* What you should do
Starting at the line that contains "You are given a photograph. Locate the parked", transcribe every remaining line of the entries exactly, including the last one.

* Data extracts
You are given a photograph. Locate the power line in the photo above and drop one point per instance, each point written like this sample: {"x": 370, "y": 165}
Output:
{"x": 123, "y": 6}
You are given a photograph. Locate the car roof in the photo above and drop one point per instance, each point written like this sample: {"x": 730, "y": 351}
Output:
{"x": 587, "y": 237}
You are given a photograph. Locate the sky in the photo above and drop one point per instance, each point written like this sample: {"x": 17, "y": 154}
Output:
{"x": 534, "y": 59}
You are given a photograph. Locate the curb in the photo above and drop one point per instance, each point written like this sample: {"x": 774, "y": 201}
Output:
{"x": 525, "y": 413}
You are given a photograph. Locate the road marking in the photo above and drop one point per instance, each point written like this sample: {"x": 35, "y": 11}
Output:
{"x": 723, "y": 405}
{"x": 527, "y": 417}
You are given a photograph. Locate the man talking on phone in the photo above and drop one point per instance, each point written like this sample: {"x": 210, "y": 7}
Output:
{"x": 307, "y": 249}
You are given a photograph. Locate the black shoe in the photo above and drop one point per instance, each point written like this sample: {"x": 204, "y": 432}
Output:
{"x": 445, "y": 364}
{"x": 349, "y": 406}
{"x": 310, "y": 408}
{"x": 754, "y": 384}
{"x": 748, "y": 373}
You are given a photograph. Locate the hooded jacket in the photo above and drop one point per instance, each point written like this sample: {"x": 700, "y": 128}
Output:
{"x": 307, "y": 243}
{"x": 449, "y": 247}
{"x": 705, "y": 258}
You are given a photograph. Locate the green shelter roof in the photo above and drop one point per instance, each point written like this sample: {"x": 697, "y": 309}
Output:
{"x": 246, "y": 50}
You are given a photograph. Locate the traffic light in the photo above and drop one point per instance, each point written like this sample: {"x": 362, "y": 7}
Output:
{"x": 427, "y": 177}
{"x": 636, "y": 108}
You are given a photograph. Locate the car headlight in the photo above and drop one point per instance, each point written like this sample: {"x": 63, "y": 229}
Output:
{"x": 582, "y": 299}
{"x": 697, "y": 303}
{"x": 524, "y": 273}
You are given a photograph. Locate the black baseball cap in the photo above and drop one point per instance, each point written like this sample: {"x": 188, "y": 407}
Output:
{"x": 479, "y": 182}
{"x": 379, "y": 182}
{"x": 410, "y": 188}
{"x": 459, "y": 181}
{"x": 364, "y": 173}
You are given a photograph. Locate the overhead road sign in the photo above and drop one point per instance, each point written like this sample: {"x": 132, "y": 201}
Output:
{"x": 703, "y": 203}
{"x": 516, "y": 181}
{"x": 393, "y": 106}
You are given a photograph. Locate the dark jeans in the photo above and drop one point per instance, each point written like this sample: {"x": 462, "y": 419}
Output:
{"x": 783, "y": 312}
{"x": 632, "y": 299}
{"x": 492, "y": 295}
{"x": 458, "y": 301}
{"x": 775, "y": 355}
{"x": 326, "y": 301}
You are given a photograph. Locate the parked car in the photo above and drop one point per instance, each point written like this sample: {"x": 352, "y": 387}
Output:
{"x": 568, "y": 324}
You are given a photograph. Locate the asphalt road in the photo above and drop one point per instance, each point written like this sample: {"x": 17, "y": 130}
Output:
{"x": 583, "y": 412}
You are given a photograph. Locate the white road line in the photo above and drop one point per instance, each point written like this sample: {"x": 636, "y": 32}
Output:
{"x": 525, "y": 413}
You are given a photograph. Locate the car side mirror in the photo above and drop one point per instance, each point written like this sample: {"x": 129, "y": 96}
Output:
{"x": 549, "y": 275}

* Solved problem
You are given a photograph. Locate the parked car in the photo above and drop one point per instance, each point written like this sample: {"x": 352, "y": 387}
Output:
{"x": 568, "y": 324}
You are given a photograph. Locate the asphalt road in the photo above and drop one point per instance, each point written like this sample: {"x": 17, "y": 130}
Output:
{"x": 583, "y": 412}
You are given a photograph. Locate the white road line in the photo above and drop one point per instance, each point written like this sample: {"x": 636, "y": 32}
Output:
{"x": 525, "y": 413}
You are given a photograph. Locate the car side mirror in the photo above and drop one point per instance, each point written like this sample: {"x": 129, "y": 96}
Output:
{"x": 549, "y": 275}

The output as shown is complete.